* Provided records
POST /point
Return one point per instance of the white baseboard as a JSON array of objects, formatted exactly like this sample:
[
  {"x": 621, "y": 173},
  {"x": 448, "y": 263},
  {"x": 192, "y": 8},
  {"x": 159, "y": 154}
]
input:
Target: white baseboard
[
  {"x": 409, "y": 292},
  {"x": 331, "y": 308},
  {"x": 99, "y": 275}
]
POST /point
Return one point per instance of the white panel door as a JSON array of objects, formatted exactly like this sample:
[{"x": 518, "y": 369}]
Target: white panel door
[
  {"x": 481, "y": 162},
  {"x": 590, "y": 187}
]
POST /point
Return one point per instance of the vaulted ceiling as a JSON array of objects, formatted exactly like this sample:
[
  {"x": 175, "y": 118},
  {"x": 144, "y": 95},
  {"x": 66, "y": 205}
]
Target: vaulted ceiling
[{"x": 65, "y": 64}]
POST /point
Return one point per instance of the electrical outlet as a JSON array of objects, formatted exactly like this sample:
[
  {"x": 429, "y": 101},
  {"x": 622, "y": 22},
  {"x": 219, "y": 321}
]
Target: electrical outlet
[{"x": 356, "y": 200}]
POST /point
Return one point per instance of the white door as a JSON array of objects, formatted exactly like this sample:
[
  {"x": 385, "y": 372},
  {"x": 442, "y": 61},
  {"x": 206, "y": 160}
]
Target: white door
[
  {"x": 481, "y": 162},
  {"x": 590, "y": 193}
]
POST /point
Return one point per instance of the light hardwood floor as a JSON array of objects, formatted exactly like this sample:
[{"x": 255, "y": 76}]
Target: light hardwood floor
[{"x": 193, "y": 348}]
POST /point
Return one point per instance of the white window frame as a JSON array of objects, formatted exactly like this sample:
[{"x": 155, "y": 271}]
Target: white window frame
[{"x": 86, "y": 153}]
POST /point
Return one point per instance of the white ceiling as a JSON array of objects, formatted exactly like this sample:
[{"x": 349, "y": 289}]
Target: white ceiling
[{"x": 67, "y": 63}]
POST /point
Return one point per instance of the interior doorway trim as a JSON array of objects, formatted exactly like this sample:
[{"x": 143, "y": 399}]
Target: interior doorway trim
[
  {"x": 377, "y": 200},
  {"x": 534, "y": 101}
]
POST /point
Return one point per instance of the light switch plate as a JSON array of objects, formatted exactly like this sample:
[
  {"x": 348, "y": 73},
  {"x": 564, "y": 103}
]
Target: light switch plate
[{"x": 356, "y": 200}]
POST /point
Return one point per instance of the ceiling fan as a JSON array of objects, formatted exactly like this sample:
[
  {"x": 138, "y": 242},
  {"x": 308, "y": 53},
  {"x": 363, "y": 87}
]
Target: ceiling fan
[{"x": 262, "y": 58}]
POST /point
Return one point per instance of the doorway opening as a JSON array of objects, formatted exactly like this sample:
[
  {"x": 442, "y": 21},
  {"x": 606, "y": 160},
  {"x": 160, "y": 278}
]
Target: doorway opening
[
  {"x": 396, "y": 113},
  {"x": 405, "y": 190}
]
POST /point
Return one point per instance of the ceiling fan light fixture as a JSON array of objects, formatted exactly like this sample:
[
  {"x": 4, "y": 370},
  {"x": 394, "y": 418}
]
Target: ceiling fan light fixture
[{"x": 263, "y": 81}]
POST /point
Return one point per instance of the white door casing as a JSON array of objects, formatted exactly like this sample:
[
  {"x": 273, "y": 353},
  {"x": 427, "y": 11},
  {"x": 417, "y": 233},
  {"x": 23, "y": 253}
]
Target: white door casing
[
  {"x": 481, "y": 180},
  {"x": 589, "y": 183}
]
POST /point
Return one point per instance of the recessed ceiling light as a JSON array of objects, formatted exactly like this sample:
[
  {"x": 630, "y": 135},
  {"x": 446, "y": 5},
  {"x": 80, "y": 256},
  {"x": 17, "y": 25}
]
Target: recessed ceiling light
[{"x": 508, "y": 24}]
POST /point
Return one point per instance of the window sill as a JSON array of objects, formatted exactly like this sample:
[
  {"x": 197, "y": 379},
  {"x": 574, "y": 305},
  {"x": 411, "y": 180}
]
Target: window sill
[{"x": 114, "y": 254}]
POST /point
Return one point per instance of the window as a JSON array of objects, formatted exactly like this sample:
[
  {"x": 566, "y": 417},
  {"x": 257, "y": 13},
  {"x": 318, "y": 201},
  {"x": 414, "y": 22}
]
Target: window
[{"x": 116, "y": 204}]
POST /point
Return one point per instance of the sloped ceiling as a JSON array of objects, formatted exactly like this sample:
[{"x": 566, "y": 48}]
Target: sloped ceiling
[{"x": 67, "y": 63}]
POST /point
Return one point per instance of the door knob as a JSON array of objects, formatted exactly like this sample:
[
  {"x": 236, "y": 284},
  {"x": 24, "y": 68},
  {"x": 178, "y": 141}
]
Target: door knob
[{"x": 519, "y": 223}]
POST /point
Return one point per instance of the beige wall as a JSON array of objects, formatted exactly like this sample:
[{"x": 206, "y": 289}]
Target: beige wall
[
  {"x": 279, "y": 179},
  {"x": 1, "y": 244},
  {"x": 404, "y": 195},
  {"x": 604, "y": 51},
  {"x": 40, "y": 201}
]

* * *

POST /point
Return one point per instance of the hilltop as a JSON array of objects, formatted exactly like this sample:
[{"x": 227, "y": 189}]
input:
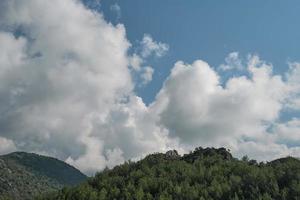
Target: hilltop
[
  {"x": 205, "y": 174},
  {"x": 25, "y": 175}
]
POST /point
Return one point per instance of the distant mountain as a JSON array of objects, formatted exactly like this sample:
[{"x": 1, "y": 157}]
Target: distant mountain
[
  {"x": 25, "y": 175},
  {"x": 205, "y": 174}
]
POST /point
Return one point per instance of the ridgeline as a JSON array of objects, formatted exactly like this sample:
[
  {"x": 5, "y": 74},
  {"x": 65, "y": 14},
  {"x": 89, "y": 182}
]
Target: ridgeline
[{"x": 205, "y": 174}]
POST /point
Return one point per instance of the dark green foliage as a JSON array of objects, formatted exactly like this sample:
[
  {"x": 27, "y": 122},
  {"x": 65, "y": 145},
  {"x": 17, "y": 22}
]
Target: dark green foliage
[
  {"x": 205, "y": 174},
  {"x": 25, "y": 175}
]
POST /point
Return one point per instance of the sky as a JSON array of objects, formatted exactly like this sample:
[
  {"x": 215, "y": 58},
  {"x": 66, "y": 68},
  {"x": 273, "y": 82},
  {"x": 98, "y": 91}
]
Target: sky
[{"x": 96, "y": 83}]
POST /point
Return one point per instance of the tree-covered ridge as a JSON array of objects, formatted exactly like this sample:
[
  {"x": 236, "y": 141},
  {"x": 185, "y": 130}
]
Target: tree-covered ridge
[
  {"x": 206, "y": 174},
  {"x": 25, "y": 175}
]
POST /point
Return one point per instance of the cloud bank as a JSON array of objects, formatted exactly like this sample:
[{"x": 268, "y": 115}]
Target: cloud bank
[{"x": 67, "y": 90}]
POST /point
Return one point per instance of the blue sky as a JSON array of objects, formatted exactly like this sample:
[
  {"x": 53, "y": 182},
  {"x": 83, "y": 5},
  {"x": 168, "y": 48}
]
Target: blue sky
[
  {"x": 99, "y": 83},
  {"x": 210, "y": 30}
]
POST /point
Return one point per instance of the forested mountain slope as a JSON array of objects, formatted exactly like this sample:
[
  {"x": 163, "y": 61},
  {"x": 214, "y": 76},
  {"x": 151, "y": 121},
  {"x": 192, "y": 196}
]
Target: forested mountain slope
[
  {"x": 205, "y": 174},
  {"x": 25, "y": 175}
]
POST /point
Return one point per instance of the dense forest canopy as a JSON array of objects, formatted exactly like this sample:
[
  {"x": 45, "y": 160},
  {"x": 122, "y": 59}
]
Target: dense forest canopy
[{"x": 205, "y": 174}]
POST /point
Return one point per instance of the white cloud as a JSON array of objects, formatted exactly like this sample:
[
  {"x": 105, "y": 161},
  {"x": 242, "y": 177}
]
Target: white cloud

--

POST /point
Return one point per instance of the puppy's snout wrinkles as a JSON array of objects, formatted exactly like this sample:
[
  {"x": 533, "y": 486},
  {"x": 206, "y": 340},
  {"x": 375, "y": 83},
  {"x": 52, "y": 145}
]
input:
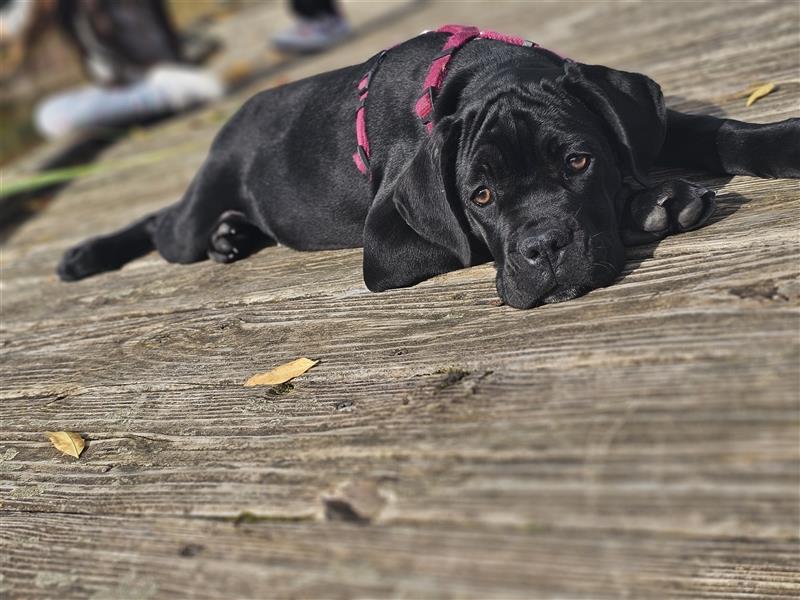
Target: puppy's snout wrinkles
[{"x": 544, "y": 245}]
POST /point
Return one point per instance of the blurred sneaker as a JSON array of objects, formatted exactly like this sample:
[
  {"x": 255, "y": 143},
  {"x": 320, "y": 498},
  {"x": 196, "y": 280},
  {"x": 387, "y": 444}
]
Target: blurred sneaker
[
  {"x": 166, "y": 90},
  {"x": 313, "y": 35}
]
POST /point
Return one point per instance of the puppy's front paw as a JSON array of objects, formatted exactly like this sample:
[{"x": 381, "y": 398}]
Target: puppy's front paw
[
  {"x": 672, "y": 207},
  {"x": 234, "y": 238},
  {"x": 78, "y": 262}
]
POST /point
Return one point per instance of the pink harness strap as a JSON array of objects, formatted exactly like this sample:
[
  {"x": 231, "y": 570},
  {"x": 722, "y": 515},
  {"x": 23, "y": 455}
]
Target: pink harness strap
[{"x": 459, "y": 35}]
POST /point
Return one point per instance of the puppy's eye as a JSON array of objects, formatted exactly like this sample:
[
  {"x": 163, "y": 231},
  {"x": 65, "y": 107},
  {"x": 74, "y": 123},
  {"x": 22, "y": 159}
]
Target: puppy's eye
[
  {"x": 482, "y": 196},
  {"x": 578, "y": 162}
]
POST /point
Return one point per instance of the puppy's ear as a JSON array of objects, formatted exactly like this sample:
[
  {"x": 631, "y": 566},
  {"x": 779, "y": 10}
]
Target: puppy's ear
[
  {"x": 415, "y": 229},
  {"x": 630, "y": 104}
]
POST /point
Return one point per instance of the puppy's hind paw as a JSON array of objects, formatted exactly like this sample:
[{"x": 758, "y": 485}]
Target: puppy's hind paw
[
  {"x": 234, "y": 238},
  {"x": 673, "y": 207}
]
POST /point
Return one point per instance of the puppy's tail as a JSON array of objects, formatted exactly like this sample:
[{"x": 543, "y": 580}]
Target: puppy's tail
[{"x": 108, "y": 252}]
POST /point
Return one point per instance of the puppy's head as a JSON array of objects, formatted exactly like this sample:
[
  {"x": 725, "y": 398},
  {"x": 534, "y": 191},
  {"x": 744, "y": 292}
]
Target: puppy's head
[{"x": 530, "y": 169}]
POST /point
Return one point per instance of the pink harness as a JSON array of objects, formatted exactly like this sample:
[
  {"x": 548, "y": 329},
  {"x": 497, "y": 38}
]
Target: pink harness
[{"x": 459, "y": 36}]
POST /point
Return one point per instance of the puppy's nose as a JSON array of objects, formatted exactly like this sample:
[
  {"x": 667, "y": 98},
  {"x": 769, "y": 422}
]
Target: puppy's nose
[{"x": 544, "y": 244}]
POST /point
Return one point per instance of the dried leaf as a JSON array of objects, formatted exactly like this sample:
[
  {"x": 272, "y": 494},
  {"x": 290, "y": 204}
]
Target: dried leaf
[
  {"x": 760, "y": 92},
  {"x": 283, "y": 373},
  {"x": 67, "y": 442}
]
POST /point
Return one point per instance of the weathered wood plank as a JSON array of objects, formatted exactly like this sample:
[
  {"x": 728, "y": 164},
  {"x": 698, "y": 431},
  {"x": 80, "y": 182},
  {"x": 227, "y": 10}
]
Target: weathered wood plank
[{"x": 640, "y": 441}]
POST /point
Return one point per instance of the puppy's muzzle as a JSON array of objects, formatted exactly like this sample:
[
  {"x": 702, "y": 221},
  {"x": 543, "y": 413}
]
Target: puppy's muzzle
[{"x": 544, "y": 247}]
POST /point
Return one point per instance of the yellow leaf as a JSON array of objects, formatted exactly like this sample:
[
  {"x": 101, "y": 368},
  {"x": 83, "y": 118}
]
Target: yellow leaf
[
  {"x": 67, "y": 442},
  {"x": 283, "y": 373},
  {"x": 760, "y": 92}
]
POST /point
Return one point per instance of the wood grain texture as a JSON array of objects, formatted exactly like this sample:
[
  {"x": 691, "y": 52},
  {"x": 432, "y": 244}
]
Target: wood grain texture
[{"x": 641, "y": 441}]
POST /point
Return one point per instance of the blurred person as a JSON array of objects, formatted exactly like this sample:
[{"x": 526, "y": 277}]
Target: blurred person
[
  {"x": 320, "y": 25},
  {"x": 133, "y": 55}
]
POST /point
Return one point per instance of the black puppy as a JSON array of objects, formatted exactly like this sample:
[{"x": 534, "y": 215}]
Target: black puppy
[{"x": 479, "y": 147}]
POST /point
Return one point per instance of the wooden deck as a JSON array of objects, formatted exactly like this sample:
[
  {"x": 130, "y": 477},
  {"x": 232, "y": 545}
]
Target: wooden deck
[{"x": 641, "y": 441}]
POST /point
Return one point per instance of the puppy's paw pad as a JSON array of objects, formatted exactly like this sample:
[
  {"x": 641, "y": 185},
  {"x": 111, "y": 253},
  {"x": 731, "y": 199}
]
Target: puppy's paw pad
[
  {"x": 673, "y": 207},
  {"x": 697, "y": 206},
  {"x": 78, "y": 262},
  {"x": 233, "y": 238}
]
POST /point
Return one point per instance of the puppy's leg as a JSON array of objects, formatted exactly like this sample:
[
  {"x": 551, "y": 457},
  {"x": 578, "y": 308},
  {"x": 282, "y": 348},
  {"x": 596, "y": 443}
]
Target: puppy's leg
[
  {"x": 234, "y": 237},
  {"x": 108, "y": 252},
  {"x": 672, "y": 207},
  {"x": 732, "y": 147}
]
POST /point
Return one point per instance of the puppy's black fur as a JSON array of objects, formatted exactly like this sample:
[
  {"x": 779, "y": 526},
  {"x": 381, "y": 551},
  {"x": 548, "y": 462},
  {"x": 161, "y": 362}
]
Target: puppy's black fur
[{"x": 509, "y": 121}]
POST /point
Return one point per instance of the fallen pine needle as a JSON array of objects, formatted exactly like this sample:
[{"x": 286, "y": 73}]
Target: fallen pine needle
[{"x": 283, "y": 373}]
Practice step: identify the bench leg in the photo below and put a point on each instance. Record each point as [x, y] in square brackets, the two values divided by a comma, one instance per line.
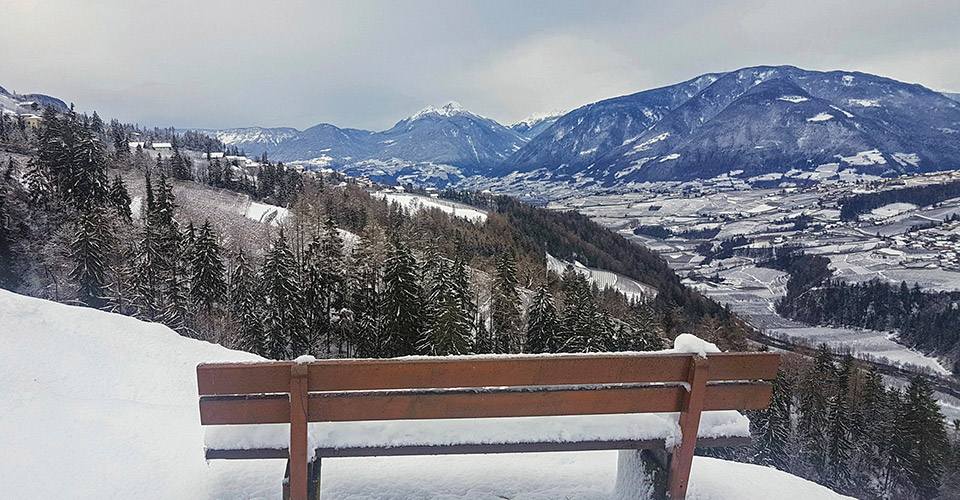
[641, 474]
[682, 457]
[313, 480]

* Exercise details
Please reproduce, exactly as they appear above, the lines from the line containing "Target: cloud bank" up to and including the line containing "Target: white cloud".

* Output below
Target: cloud bank
[{"x": 67, "y": 90}]
POST /point
Return one point per instance of the blue sky as a JSON array of objects, formatted exactly like this sample:
[
  {"x": 53, "y": 182},
  {"x": 83, "y": 5},
  {"x": 168, "y": 48}
]
Target: blue sky
[
  {"x": 99, "y": 83},
  {"x": 210, "y": 30}
]
POST /point
Return one point per instance of the forested mountain slope as a JSON array of objects, formatted exactly like this sample:
[
  {"x": 163, "y": 61},
  {"x": 214, "y": 76},
  {"x": 151, "y": 121},
  {"x": 192, "y": 196}
]
Target: forested mountain slope
[
  {"x": 205, "y": 174},
  {"x": 25, "y": 175}
]
POST /point
Return one point per instance of the dense forest canopy as a JSON array of objects, formatted exactly like this sample:
[
  {"x": 45, "y": 160},
  {"x": 122, "y": 59}
]
Target: dense forest canopy
[{"x": 205, "y": 174}]
POST /point
Return one point per instance of the white cloud as a JSON array of objects, formatted exactly like this sample:
[
  {"x": 105, "y": 161},
  {"x": 242, "y": 177}
]
Target: white cloud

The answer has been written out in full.